Top of STUDY TEXT
Clinical Forum: Brain and Language Symposium
The Research group in clinical linguistics and language acquisition are pleased to invite you to a half-day symposium on language and the brain. Speakers: Annika Hultén (Aalto University) , Kasper Boye (University of Copenhagen) & Thomas Bak (University of Edinburgh).

Annika Hultén is a postdoctoral researcher at the Department of Neuroscience and Biomedical Engineering at Aalto University, in Helsinki, Finland. Kasper Boye is an associate professor at the Department of Nordic Studies and Linguistics at the University of Copenhagen. Thomas Bak is a reader at School of The School of Philosophy, Psychology and Language Sciences at the University of Edinburgh, in Edinburgh, Scotland. The lectures will be given in English, and the event is open to everyone.
Bottom of STUDY TEXT
Top of EXTRACTED RECORDS
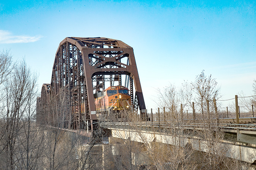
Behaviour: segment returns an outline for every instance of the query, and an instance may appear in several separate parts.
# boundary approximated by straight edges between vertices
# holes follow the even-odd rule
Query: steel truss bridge
[[[129,89],[135,113],[146,109],[132,48],[106,38],[67,37],[56,53],[51,83],[38,98],[37,122],[71,130],[89,122],[92,131],[93,94],[112,85]]]

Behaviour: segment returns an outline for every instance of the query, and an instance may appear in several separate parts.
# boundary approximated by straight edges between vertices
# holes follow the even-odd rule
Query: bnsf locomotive
[[[129,90],[123,86],[111,86],[94,94],[96,113],[120,112],[130,108]]]

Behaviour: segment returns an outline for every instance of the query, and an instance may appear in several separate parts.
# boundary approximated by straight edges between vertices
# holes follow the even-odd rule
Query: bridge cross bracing
[[[37,121],[73,130],[89,122],[92,130],[98,119],[94,93],[113,85],[129,89],[133,111],[146,109],[132,48],[104,37],[67,37],[56,52],[51,83],[38,98]]]

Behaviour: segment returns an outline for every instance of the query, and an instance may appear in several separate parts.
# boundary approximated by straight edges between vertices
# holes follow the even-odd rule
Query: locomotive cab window
[[[107,94],[108,96],[113,95],[117,94],[117,90],[108,90],[107,91]]]
[[[127,90],[118,90],[119,93],[128,94],[128,91]]]

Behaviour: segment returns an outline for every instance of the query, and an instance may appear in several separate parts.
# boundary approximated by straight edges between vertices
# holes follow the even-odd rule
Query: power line
[[[218,100],[218,101],[227,101],[227,100],[233,100],[233,99],[235,99],[235,98],[233,98],[232,99],[227,99],[227,100],[218,100],[218,100]]]

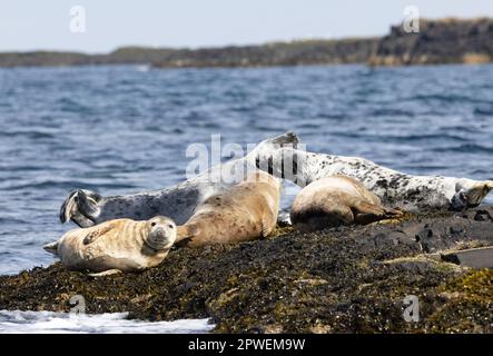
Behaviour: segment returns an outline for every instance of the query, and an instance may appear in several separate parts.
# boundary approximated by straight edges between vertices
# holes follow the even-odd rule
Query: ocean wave
[[[447,146],[434,148],[435,152],[461,152],[461,154],[493,154],[493,147],[476,144],[465,144],[460,146]]]

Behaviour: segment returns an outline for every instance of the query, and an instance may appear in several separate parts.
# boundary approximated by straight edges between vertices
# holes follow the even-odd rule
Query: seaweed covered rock
[[[405,221],[283,234],[171,251],[141,274],[92,278],[55,264],[0,277],[0,309],[130,312],[150,320],[210,317],[234,333],[489,333],[493,270],[442,259],[493,245],[493,207]],[[286,233],[287,230],[287,233]],[[406,322],[406,296],[420,319]]]

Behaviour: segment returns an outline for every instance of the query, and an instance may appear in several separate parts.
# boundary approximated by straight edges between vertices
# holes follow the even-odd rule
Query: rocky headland
[[[493,19],[421,20],[418,33],[394,26],[382,38],[298,40],[260,46],[172,49],[126,47],[106,55],[3,52],[0,67],[150,65],[155,68],[368,63],[408,66],[493,61]]]
[[[1,276],[0,309],[68,312],[82,295],[88,313],[208,317],[217,333],[492,333],[492,230],[493,206],[310,234],[278,227],[264,240],[177,248],[140,274],[93,278],[55,264]],[[403,317],[410,295],[418,322]]]

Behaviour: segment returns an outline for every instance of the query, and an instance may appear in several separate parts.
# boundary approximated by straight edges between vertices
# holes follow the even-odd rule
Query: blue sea
[[[312,151],[493,179],[493,66],[0,69],[0,274],[52,264],[41,246],[73,228],[58,219],[72,189],[168,187],[190,144],[286,130]]]

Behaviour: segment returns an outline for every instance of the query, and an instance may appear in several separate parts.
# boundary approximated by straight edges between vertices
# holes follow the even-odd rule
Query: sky
[[[80,8],[70,13],[78,6],[85,26]],[[407,6],[422,18],[493,18],[493,0],[0,0],[0,51],[95,53],[122,46],[382,36],[403,20]]]

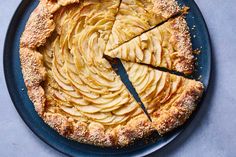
Bottom of EXTRACTED RECORDS
◆ **CHECK YOUR UNDERSTANDING**:
**1.** In the symposium announcement, what position does Kasper Boye hold at the University of Copenhagen?
**2.** Continue the brain and language symposium announcement from its final sentence.

◆ **EXERCISE RESPONSES**:
**1.** He is an associate professor at the Department of Nordic Studies and Linguistics.

**2.**
Program
13.00-14.00 Annika Hultén: Understanding how meaning is processed in the brain
14.00-15.00 Thomas Bak: Dementia/aphasia and the brain
15.15-16.15 Kasper Boye: Production of determinatives during stimulation with TMS
16:15-17.15 Thomas Bak: Bilingualism and the brain
Annika Hultén: Understanding how meaning is processed in the brain: from words to sentences
Thomas Bak: Dementia/aphasia and the brain
Kasper Boye: Determiner production and the lexical-grammatical distinction
This talk discusses the difference between grammatical determiners (indefinite articles) and lexical determiners (numerals) in people with agrammatism and healthy individuals. Recent production experiments suggest that grammatical determiners (indefinite articles) are harder to produce and easier to dispense with than lexical ones (numerals). These results support a usage-based theory of the grammatical-lexical distinction which defines grammatical items in terms of two features: 1) they are entrenched as background information, 2) they depend on (combination with) lexical host items. The theory entails that agrammatism symptoms may have two coexisting neurocognitive sources: 1) they may be the result of an impaired mechanism for combining grammatical items with lexical hosts; 2) they may be an adaptive response to resource limitations in which processing resources are transferred from the production of background information to the production of foreground information.